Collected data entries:
+++

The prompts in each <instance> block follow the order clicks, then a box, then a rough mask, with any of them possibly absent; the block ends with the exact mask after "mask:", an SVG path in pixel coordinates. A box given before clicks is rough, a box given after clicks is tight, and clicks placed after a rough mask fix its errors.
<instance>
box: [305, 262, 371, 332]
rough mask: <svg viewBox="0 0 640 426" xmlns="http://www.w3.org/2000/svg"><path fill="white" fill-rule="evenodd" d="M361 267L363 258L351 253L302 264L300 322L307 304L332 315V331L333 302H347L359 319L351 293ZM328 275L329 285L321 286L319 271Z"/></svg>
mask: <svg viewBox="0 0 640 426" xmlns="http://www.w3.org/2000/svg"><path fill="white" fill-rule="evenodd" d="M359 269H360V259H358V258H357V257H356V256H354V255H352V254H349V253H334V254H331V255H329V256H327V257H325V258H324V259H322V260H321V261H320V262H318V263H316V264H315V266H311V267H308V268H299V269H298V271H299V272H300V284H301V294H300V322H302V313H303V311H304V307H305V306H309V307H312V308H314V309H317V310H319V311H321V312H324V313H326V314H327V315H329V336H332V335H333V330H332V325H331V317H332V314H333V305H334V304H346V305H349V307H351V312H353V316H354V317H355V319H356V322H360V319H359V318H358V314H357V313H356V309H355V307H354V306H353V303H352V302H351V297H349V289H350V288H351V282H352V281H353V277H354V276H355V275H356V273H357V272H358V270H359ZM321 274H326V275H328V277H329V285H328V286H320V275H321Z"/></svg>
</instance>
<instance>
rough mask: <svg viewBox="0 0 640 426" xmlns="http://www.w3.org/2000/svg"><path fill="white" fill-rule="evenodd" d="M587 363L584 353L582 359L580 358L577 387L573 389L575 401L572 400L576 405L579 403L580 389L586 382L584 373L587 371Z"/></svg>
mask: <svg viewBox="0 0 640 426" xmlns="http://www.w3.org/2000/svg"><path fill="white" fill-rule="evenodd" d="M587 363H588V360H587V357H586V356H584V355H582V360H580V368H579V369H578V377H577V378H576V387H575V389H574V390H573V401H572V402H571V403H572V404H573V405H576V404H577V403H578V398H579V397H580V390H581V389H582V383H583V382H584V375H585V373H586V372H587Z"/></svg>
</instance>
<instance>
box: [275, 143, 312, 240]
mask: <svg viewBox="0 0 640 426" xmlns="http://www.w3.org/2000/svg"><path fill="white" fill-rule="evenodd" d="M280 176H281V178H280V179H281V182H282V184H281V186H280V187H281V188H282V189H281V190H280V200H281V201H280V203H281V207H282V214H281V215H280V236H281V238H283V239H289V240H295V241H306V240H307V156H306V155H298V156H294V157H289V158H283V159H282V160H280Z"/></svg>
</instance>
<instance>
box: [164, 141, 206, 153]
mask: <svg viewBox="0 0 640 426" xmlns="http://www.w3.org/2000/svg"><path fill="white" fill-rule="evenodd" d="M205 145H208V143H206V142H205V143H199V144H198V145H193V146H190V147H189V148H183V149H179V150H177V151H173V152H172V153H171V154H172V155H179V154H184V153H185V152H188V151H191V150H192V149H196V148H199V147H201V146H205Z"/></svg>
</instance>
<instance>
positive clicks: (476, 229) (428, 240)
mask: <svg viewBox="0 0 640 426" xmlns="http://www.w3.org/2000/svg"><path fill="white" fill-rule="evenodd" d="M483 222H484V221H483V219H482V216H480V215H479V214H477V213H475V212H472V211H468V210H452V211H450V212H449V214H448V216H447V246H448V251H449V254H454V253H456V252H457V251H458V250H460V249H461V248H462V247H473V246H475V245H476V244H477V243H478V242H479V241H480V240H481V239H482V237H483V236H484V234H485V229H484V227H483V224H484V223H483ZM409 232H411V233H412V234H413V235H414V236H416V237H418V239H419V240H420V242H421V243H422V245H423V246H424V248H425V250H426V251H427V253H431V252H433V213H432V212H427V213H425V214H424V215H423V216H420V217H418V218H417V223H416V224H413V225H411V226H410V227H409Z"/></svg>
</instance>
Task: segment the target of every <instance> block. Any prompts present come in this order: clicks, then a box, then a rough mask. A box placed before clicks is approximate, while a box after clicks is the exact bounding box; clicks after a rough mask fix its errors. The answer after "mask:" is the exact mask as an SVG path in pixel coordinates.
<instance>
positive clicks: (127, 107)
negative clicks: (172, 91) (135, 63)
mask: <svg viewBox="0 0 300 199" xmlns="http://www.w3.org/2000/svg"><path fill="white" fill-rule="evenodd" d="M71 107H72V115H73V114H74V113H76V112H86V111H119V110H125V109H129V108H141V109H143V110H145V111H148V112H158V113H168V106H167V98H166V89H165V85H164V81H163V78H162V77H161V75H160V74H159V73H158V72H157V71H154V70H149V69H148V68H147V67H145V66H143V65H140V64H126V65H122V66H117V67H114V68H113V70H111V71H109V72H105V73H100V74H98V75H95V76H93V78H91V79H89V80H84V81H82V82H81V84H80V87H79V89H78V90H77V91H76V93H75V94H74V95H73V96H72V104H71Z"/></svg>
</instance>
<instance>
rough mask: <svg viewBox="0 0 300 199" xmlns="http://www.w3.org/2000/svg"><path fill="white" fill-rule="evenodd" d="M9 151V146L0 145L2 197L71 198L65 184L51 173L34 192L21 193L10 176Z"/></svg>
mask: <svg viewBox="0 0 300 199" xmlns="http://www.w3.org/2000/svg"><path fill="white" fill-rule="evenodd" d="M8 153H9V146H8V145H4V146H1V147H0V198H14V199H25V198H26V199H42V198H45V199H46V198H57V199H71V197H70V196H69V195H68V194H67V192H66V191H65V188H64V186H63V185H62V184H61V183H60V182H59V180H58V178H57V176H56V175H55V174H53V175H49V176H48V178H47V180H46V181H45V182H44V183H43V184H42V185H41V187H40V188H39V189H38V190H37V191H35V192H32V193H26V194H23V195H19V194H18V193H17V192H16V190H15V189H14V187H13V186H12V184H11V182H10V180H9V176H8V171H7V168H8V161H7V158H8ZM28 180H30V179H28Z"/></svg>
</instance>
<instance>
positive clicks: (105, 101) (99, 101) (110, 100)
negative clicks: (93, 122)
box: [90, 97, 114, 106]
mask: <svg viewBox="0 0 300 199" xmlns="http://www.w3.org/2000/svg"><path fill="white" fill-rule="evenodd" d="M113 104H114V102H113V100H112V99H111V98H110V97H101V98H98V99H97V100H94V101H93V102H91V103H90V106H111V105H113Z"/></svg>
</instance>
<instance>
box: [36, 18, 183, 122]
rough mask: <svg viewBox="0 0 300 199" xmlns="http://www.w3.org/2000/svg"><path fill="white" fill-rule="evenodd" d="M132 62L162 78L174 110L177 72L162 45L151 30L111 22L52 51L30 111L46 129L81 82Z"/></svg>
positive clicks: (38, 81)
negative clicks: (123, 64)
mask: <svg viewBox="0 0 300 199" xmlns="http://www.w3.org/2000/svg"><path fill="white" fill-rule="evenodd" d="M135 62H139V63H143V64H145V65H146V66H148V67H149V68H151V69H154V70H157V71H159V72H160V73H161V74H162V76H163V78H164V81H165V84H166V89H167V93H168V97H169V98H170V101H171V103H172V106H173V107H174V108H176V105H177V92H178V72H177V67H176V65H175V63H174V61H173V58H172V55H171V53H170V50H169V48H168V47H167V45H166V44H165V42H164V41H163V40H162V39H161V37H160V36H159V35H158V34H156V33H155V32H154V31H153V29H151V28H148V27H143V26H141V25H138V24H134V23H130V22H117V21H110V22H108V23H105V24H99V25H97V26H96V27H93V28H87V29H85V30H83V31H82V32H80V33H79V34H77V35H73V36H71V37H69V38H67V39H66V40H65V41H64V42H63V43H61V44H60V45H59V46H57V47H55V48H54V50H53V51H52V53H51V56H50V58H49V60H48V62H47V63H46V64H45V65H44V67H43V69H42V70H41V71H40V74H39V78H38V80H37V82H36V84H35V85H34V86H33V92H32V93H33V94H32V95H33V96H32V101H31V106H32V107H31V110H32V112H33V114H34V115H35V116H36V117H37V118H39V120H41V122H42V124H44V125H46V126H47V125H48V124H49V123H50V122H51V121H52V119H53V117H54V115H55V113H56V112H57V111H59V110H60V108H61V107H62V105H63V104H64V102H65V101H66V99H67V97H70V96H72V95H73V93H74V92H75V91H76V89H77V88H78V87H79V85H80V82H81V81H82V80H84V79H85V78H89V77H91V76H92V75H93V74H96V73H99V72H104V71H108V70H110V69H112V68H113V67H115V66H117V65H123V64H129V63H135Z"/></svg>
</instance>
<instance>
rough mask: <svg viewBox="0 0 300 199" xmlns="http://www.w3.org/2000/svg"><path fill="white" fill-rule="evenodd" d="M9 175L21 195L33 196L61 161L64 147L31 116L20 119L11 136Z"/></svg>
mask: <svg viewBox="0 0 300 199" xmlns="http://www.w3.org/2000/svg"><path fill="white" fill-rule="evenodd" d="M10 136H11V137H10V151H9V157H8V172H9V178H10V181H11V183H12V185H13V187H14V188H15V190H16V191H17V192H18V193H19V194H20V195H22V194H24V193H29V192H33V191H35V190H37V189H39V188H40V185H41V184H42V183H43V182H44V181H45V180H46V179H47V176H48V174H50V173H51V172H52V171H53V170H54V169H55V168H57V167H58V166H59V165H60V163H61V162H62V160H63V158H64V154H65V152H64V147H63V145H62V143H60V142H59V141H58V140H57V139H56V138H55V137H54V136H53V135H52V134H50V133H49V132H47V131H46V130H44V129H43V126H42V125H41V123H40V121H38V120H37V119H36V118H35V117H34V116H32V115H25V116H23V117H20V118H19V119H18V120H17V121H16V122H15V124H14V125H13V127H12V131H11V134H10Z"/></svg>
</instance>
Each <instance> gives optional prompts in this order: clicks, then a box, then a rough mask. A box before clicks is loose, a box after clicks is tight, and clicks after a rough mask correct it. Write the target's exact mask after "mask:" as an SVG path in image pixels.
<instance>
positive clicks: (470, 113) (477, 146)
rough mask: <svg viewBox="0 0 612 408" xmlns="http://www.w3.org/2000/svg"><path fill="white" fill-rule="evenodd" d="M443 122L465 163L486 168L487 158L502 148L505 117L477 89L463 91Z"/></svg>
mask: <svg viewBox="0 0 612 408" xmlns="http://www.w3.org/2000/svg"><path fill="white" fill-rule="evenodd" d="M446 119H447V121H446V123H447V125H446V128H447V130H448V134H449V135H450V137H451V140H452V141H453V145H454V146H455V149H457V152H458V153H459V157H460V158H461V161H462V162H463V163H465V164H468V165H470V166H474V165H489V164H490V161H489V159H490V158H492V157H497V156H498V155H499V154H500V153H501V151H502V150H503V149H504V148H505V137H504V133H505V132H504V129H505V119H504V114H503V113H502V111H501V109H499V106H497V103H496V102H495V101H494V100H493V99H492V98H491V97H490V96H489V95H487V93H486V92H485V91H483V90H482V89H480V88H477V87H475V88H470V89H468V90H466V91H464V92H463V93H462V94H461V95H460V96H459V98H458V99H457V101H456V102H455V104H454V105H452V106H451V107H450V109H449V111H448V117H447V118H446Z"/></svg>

+++

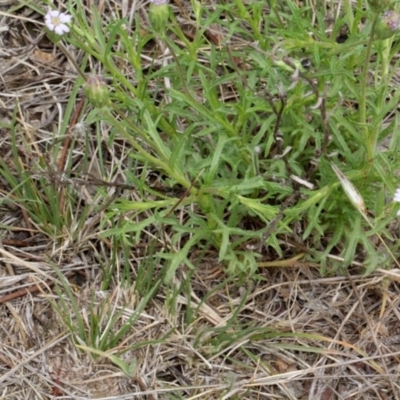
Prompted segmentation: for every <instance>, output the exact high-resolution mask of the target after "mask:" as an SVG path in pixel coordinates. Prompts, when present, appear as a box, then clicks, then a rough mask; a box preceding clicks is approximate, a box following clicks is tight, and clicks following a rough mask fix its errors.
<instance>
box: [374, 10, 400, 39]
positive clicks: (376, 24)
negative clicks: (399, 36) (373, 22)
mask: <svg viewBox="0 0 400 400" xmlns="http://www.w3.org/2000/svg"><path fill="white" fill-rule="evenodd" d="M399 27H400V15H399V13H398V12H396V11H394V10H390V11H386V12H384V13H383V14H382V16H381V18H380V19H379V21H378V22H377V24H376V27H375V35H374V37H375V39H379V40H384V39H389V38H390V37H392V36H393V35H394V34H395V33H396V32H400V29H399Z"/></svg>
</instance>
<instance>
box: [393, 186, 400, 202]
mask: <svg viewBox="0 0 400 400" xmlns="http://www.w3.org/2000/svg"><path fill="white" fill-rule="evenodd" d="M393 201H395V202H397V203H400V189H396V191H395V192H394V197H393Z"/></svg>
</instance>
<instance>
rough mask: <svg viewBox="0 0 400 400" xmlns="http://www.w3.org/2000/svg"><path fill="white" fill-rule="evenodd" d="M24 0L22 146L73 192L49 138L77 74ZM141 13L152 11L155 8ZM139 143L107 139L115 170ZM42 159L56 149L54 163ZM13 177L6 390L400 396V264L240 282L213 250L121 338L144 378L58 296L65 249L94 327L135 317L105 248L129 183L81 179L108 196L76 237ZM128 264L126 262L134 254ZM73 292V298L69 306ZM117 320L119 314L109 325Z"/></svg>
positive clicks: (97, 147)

+++

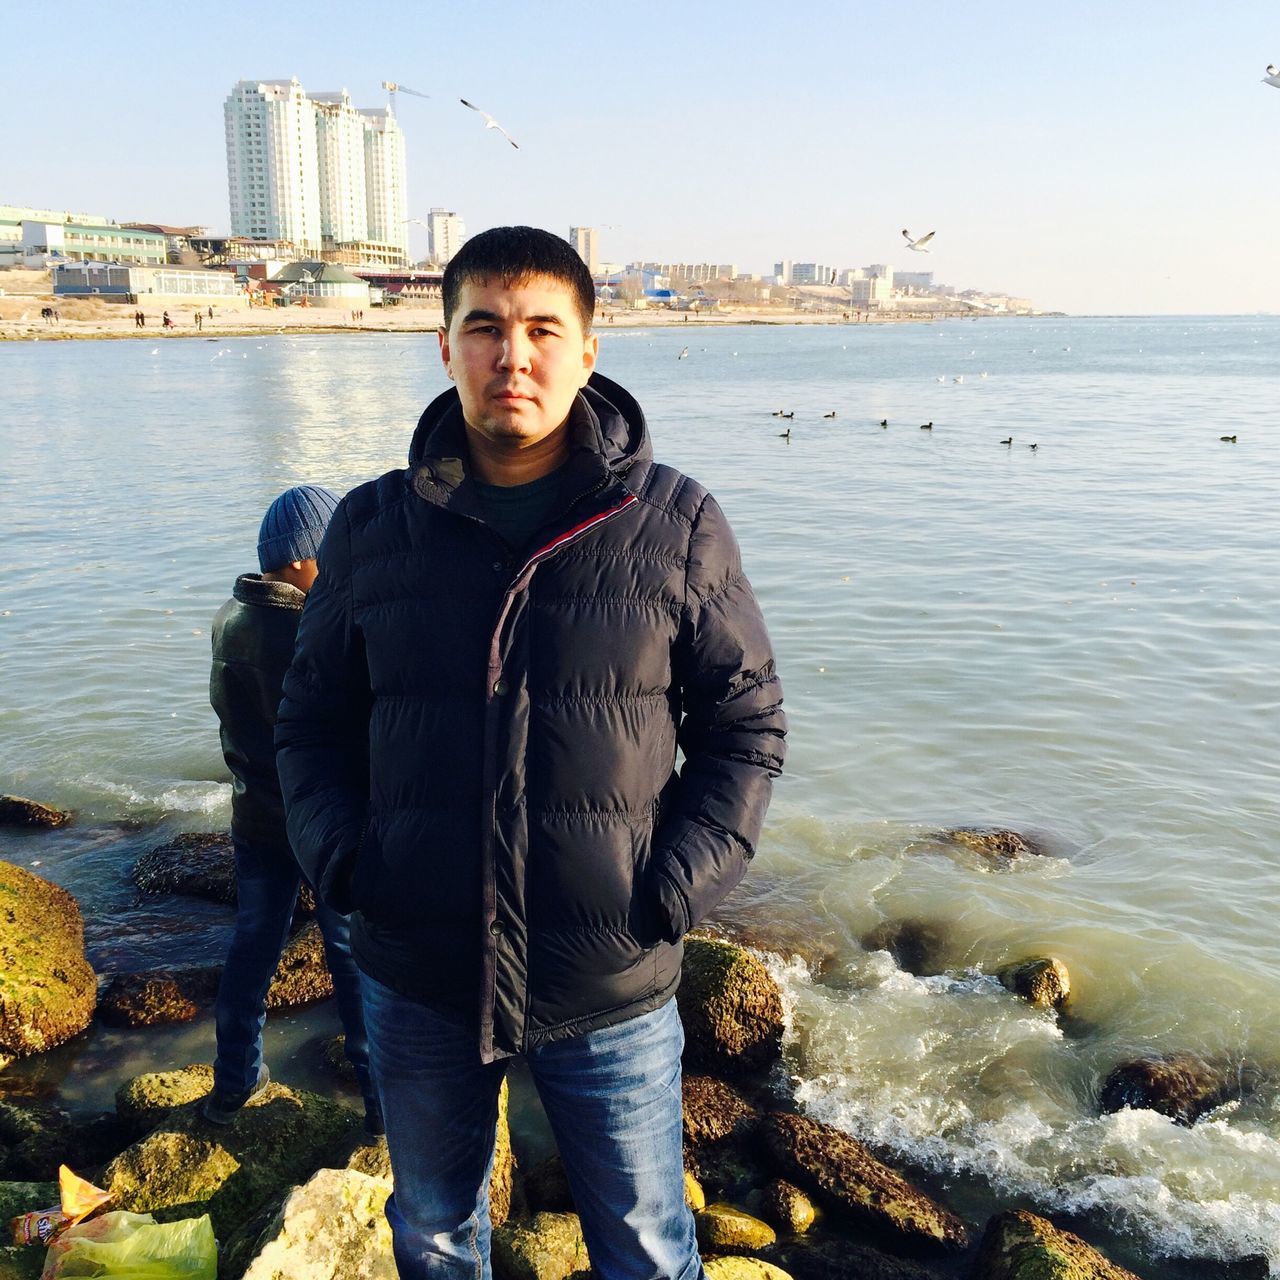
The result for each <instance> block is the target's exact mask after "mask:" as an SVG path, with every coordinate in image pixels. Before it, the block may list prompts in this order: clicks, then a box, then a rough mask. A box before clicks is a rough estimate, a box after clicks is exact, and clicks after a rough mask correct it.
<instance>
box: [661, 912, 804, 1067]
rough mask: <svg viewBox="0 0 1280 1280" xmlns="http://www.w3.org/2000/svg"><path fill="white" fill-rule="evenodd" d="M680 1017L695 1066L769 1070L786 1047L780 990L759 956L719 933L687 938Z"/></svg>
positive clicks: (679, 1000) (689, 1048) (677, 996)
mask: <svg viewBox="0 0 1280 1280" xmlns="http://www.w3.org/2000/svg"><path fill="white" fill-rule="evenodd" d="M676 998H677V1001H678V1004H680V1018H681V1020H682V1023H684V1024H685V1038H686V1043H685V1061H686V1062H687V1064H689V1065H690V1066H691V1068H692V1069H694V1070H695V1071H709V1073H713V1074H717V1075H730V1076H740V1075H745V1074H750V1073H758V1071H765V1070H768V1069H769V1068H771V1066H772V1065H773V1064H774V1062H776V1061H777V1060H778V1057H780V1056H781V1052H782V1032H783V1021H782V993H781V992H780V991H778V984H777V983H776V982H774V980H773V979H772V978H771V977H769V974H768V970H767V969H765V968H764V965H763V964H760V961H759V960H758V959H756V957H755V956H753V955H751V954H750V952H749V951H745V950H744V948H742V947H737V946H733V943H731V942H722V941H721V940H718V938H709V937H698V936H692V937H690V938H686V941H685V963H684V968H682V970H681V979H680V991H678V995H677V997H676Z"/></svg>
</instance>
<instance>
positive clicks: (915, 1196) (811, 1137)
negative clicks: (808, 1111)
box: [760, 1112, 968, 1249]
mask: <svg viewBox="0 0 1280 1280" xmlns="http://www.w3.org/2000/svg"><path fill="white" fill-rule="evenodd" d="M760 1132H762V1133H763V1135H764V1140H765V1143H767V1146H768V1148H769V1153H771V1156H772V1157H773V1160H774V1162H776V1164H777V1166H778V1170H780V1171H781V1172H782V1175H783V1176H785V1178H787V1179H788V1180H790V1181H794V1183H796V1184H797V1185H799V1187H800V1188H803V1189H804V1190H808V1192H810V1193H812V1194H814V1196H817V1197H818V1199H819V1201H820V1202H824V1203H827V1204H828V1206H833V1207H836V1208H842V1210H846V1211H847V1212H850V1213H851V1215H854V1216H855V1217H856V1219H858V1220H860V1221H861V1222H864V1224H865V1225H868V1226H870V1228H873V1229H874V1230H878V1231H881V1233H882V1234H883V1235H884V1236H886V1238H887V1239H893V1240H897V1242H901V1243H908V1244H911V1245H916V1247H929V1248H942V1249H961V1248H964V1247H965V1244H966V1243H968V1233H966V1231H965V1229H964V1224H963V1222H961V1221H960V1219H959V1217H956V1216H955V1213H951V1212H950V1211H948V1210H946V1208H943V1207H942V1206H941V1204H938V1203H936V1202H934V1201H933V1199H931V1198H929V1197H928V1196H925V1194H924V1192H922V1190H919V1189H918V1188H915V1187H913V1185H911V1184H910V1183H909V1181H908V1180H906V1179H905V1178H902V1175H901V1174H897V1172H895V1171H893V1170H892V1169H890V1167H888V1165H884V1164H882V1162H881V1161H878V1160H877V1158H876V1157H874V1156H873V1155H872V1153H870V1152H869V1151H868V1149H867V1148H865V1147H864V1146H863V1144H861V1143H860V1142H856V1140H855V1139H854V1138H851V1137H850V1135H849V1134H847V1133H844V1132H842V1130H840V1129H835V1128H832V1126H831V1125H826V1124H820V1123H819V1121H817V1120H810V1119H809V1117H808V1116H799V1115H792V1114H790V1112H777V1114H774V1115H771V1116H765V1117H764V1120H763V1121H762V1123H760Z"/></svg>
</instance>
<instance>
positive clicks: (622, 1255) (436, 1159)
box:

+++

- Work instruction: How many of the lines in the records include the word "errors"? Only the number should be given.

- Response to the exercise: 3